Region annotation entries
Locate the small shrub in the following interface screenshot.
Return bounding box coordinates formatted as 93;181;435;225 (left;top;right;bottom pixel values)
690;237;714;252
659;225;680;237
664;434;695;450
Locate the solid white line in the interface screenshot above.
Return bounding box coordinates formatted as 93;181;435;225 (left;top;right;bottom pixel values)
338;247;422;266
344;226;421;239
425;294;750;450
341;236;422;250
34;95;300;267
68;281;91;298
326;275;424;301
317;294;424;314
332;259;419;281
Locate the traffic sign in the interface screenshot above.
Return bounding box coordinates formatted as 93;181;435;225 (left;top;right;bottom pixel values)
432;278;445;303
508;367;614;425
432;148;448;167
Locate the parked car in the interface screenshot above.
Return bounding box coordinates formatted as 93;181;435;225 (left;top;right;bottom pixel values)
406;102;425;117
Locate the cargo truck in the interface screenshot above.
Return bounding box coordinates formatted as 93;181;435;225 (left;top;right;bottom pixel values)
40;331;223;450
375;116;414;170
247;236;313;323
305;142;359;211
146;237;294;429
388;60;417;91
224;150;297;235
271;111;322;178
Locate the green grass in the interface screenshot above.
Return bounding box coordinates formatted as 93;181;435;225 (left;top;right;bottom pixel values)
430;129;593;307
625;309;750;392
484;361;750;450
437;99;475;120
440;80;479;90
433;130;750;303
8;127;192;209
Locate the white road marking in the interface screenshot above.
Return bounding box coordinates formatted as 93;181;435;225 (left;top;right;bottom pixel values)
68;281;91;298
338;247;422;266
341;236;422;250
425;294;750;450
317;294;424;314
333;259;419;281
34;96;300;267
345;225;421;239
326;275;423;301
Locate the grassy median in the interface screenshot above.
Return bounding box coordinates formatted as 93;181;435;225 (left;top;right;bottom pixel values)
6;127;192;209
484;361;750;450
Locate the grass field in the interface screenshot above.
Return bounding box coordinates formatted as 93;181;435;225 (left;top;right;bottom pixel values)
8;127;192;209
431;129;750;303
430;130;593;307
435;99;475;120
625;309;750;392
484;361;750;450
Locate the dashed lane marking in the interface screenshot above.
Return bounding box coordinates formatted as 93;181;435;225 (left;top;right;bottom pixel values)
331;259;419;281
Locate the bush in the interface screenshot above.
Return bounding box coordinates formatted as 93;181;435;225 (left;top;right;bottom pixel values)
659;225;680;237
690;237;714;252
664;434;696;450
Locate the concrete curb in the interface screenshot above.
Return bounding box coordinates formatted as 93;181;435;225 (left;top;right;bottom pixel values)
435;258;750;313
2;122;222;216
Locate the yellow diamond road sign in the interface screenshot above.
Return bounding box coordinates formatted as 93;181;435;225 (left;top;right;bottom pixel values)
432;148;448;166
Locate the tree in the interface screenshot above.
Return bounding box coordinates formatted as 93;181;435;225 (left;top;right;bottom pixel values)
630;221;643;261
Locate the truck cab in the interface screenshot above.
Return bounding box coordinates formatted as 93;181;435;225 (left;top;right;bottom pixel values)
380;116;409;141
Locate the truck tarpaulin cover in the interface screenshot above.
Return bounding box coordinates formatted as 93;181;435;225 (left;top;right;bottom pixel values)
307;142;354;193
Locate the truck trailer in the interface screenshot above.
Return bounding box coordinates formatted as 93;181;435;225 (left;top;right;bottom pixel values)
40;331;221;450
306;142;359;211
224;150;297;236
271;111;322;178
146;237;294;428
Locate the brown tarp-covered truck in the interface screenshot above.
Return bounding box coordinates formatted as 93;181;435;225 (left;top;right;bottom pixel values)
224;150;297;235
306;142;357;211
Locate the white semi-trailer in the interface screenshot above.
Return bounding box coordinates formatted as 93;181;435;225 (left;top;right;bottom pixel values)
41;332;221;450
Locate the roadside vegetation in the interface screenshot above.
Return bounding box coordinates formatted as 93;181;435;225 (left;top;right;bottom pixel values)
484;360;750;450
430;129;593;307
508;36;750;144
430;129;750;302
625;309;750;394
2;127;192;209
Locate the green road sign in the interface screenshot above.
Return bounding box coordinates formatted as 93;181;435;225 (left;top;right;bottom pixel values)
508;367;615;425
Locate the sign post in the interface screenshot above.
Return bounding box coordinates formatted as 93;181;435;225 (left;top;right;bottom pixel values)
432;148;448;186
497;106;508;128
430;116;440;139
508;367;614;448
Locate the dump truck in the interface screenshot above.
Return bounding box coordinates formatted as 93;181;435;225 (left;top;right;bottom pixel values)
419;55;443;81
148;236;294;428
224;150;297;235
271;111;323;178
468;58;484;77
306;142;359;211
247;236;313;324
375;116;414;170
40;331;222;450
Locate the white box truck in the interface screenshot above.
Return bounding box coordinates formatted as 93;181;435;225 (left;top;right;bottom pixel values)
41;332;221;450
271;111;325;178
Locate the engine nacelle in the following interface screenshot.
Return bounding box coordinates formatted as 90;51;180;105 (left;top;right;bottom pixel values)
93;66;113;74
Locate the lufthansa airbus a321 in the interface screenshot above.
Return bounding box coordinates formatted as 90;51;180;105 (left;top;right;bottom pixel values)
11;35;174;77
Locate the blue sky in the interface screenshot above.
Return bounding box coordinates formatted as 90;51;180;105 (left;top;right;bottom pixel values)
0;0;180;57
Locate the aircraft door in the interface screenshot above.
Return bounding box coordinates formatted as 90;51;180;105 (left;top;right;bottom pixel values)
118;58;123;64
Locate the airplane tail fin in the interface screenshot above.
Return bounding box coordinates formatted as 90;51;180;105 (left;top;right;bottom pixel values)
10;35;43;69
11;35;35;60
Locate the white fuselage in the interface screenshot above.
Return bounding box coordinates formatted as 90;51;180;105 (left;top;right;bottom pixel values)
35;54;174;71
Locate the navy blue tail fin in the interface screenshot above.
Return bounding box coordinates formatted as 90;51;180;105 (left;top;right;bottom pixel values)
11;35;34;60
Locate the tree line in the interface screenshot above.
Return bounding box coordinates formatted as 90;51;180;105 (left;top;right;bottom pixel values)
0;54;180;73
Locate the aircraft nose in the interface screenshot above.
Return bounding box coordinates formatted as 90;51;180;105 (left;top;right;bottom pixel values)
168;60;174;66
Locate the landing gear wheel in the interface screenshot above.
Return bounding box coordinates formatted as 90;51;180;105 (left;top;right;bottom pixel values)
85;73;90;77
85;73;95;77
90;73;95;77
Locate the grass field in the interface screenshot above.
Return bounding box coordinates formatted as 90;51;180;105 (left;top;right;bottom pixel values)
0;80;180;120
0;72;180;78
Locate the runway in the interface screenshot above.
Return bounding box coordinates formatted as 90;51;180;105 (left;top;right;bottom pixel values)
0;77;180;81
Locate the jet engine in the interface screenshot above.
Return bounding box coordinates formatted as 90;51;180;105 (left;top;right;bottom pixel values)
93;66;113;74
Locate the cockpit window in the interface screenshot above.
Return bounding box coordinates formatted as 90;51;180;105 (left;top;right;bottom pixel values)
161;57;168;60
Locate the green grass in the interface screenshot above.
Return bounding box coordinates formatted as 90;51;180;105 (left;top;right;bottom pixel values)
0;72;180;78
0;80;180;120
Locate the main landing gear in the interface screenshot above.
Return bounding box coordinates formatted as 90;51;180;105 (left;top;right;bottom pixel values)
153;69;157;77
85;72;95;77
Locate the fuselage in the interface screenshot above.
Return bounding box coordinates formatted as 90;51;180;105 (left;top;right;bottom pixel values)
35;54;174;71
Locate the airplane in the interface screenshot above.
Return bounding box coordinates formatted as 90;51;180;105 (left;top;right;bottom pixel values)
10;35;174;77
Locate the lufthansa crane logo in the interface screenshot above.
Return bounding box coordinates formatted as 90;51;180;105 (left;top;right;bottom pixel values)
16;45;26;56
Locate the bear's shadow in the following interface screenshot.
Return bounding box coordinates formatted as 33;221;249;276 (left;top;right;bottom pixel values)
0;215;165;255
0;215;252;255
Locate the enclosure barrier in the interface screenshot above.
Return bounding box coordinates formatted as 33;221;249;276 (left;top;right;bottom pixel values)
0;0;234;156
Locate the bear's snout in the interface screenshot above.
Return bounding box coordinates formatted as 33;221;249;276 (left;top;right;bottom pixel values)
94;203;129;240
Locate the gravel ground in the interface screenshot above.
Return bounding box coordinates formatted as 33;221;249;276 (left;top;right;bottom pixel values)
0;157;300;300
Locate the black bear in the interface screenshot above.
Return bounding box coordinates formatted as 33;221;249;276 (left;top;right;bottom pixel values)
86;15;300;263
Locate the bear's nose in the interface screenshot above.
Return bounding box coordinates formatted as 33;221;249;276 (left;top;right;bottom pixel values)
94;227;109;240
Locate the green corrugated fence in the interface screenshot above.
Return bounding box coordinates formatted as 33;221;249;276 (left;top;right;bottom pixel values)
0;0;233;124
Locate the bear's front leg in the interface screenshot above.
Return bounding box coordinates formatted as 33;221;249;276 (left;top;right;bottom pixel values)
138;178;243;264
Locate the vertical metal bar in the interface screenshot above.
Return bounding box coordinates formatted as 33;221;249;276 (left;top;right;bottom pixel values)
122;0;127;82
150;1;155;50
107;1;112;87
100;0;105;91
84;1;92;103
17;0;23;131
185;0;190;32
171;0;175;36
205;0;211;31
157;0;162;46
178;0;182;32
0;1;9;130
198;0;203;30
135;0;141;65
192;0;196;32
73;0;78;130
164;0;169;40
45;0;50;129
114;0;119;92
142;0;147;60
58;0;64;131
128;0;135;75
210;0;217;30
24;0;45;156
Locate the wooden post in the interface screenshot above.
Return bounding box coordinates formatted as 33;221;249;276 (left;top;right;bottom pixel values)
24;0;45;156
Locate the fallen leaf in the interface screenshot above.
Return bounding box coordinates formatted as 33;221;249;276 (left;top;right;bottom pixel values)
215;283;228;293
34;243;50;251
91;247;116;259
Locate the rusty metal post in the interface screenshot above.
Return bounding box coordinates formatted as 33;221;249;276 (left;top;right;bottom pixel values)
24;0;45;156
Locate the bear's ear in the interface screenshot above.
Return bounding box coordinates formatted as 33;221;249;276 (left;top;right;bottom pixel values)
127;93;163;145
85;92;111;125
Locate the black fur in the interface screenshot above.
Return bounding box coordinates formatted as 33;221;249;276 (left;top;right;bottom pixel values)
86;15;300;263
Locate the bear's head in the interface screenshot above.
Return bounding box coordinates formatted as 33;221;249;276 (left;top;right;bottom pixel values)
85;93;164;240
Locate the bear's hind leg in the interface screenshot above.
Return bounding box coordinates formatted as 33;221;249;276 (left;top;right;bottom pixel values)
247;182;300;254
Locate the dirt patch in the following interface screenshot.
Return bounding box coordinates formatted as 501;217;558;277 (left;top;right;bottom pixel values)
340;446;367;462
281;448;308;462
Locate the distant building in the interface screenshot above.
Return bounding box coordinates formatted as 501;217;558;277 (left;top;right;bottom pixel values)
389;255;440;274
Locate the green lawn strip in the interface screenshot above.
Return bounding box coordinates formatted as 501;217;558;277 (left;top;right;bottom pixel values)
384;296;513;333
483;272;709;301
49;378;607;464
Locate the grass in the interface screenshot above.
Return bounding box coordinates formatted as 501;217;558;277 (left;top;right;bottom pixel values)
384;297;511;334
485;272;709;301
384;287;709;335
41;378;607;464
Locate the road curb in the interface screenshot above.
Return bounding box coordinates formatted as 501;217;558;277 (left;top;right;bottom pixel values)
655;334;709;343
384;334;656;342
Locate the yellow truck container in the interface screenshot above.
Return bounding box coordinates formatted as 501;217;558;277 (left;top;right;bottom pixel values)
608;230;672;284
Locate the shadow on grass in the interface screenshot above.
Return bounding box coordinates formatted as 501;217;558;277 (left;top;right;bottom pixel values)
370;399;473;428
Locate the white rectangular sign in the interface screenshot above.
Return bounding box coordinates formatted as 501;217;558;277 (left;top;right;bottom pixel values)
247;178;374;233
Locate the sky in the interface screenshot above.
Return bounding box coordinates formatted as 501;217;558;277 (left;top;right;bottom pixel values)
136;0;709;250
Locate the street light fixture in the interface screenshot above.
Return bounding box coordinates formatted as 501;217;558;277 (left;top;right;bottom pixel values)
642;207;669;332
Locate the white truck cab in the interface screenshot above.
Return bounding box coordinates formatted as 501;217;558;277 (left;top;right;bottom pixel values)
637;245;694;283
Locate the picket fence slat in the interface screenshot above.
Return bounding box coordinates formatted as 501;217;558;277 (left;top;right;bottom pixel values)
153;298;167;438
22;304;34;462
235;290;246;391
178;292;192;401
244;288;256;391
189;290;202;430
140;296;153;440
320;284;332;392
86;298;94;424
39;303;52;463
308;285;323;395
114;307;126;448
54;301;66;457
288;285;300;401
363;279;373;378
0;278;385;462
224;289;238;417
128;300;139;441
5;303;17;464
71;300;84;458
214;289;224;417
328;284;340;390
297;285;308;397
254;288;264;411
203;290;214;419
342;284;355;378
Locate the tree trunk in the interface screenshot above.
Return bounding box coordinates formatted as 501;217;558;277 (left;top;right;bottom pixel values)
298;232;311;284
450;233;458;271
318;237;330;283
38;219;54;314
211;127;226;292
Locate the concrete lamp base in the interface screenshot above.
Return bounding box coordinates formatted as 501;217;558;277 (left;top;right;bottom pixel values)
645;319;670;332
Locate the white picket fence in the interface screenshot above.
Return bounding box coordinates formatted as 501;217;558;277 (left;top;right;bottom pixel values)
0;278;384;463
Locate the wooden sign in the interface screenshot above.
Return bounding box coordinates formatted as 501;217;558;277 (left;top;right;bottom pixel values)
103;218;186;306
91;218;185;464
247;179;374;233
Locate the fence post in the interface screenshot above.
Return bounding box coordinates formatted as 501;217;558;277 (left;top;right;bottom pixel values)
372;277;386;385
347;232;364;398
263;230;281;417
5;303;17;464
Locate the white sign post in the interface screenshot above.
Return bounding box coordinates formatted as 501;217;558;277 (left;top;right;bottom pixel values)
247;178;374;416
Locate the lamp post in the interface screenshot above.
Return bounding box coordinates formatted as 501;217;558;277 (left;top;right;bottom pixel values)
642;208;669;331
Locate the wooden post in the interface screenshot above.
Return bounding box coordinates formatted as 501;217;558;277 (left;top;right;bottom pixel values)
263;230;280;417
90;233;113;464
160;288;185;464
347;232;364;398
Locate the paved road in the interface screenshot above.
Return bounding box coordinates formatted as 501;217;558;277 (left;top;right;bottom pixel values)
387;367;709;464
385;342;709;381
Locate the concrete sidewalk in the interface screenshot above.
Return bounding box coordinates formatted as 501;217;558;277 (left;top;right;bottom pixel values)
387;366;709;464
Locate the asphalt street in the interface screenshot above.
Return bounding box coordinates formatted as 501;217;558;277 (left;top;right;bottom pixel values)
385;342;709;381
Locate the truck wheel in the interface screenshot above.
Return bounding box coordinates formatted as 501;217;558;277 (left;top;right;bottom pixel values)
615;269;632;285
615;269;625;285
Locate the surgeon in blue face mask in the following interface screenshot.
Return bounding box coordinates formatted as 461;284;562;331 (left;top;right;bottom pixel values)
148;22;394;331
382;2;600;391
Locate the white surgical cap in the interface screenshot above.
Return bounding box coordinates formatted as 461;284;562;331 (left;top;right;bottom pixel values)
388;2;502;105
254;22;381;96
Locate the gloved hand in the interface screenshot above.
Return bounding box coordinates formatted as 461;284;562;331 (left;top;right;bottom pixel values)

**Exercise description**
Could you set out the part of the entries that opens with the line containing "Locate the yellow truck" and closes with the line containing "136;0;709;250" as a numbered list, including both of those lines and leaving out any blank lines?

**Task solution**
1. Locate the yellow truck container in the interface screenshot above.
2. Return bounding box coordinates formatted as 501;217;558;277 (left;top;right;bottom pixel values)
3. 608;230;672;284
4. Locate the shadow on grass in the interface screenshot above.
5. Return bounding box coordinates formatted as 501;217;558;277 (left;top;right;bottom pixel values)
6. 370;399;473;428
7. Locate the white rectangular sign in the interface screenshot above.
8. Return bounding box coordinates formatted as 501;217;558;277 (left;top;right;bottom pixel values)
9. 247;178;374;233
10. Locate the sky in the interface screenshot above.
11. Return bounding box coordinates formatted as 501;217;558;277 (left;top;right;bottom pixel values)
12. 136;0;709;250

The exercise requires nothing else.